| TASK STATEMENT |
Rewrite the data from the line with "Pass-network tagging: label the komainu's" up to and including the line with "[(163, 67)]", replacing every "one dot per instance" with "one point per instance" and changing nothing else. Return only those lines.

| SUPPLIED DATA |
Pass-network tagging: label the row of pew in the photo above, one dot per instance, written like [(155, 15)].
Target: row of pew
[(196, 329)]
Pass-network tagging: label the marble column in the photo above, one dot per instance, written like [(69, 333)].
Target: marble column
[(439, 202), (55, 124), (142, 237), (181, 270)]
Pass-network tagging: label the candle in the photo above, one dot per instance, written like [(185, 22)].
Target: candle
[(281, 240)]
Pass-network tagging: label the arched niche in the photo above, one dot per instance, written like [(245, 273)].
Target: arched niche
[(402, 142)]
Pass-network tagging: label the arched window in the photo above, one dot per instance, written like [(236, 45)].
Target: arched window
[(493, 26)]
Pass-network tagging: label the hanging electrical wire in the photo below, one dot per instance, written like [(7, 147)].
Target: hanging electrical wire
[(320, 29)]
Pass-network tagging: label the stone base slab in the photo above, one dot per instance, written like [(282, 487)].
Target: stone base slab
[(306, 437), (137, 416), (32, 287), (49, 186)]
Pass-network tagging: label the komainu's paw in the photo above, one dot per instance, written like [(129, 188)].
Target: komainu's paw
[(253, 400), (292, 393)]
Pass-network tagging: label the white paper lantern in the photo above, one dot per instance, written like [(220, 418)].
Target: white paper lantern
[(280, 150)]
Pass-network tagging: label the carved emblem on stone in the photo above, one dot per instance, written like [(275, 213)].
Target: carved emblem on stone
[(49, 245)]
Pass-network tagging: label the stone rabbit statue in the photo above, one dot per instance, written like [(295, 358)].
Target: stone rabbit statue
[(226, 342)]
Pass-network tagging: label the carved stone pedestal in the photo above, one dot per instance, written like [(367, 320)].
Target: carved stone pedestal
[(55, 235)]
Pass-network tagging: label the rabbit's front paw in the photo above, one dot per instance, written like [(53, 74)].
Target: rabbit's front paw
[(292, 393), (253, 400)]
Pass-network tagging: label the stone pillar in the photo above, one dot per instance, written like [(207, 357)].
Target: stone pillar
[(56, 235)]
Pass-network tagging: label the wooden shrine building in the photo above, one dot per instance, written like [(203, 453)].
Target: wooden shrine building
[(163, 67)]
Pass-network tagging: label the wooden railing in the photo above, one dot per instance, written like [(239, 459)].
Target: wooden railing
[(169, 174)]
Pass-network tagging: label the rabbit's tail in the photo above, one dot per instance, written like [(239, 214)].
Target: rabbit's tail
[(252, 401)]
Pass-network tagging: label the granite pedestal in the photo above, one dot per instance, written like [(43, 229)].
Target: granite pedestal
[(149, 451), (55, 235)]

| RESPONSE |
Pass-network tagging: label the komainu's paw in the photo above, one point per instance, written like [(129, 188)].
Target: komainu's paw
[(253, 400), (292, 393)]
Pass-network tagging: label the white paper lantern in the photo above, one point per instance, written like [(220, 418)].
Target: white paper lantern
[(280, 150)]
Pass-network tagging: label the carved emblem on stone in the photo above, one point per instance, written like [(275, 213)].
Target: carved emblem on stone
[(49, 245)]
Pass-network tagging: label the stone rabbit statue in the photo above, one point per instance, written like [(295, 358)].
Target: stone rabbit statue
[(226, 342)]
Pass-network tagging: label the carved stone pedestal in the photo above, one point per instance, written like [(367, 320)].
Target: carved stone pedestal
[(55, 235)]
Pass-network tagging: label the rabbit's front paw in the photo above, one point per instance, written like [(53, 74)].
Target: rabbit's front paw
[(292, 393), (253, 400)]
Pass-network tagging: label the stone pillar in the photo above, one point per instance, written like [(207, 357)].
Target: stone pillar
[(56, 235)]
Pass-network tagging: label the wooden shrine building in the photo above, one point per instance, written like [(203, 453)].
Target: wooden shrine building
[(163, 67)]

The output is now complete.